§ **INSTRUCTIONS FOR THE TASK**
Edit the lines below by changing each "outline" to "contour", and keep everything else the same.

§ **SUPPLIED ENTRIES**
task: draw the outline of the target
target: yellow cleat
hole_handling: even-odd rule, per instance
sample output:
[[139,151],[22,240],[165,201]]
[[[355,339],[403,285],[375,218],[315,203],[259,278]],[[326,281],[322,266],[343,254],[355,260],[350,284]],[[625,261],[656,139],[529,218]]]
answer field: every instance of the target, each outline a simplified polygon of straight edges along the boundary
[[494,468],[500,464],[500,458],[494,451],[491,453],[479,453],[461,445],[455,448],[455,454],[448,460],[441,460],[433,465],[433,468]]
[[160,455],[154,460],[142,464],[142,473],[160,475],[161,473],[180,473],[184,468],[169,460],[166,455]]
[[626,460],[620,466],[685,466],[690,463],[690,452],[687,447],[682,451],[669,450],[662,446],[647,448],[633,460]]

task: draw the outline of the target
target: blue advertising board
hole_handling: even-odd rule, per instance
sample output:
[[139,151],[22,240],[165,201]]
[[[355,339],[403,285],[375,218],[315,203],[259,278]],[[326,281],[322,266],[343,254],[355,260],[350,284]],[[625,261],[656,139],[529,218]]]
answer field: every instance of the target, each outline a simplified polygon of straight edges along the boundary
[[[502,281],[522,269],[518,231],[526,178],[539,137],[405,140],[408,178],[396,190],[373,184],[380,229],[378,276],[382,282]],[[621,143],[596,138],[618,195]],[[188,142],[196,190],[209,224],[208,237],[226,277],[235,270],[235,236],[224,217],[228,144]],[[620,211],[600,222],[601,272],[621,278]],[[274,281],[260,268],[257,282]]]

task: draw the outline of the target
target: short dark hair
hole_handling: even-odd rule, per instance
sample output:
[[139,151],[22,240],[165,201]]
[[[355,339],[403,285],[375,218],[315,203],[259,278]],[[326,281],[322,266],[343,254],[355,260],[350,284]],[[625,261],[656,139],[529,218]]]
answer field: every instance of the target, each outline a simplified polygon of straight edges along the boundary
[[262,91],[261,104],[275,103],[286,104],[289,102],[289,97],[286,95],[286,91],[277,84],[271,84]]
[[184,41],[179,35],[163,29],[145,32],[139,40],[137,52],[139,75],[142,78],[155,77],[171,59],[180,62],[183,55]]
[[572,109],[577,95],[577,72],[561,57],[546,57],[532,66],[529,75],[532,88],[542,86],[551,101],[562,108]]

§ **RESPONSE BELOW**
task: draw the contour of the target
target: yellow cleat
hole_handling: even-odd rule, per instance
sample output:
[[139,151],[22,240],[165,201]]
[[[355,339],[403,285],[375,218],[315,203],[259,278]],[[326,281],[322,266],[343,254],[355,260],[350,284]],[[625,261],[656,139],[529,218]]]
answer field: every instance of the target, each contour a simplified polygon of straight edges along the boundary
[[494,468],[500,464],[500,458],[494,451],[491,453],[479,453],[461,445],[455,448],[455,454],[448,460],[441,460],[433,465],[433,468]]
[[160,455],[154,460],[142,464],[142,473],[160,475],[161,473],[180,473],[184,468],[169,460],[166,455]]
[[626,460],[620,466],[685,466],[690,463],[690,452],[687,447],[682,451],[669,450],[662,446],[647,448],[633,460]]

task: draw the contour of the target
target: blue advertising board
hole_handling: even-odd rule, per instance
sample output:
[[139,151],[22,240],[165,201]]
[[[355,339],[403,285],[375,218],[315,203],[259,278]],[[326,281],[322,266],[343,254],[355,260],[350,284]],[[625,261],[656,139],[529,218]]]
answer field: every instance of the target, each contour a simplified polygon of straight edges along the boundary
[[[502,281],[522,269],[518,231],[526,178],[539,137],[405,140],[408,178],[396,190],[373,184],[380,229],[378,276],[382,282]],[[621,143],[596,138],[618,195]],[[188,142],[196,190],[209,224],[208,237],[226,277],[235,270],[235,236],[224,217],[228,144]],[[620,211],[600,222],[601,272],[621,278]],[[274,281],[260,268],[257,282]]]

task: draw the contour of the target
target: short dark hair
hole_handling: even-odd rule, per instance
sample output:
[[139,151],[22,240],[165,201]]
[[[355,339],[403,285],[375,218],[315,203],[259,278]],[[326,281],[322,266],[343,254],[355,260],[350,284]],[[625,261],[656,139],[529,218]]]
answer field: every instance of the target, each contour a simplified polygon of straight edges along the boundary
[[262,91],[261,104],[275,103],[286,104],[289,102],[289,97],[286,95],[286,91],[277,84],[271,84]]
[[184,41],[179,35],[163,29],[145,32],[139,40],[137,52],[139,75],[142,78],[155,77],[171,59],[180,62],[183,55]]
[[572,109],[577,95],[577,72],[561,57],[546,57],[532,66],[529,75],[532,88],[542,86],[551,101],[562,108]]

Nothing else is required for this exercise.